WHAT IS EXPECTED: Retype all of the lines below character for character, with nothing altered.

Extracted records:
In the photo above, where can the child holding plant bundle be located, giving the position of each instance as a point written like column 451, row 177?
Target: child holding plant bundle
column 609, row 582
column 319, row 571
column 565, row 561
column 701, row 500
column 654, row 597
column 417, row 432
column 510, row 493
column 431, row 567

TASK OUTPUT:
In the photo above, where can the child holding plant bundle be located, giving the position of each instance as a point written like column 451, row 177?
Target: child holding plant bundle
column 609, row 582
column 319, row 571
column 565, row 561
column 701, row 500
column 654, row 597
column 417, row 432
column 510, row 493
column 431, row 567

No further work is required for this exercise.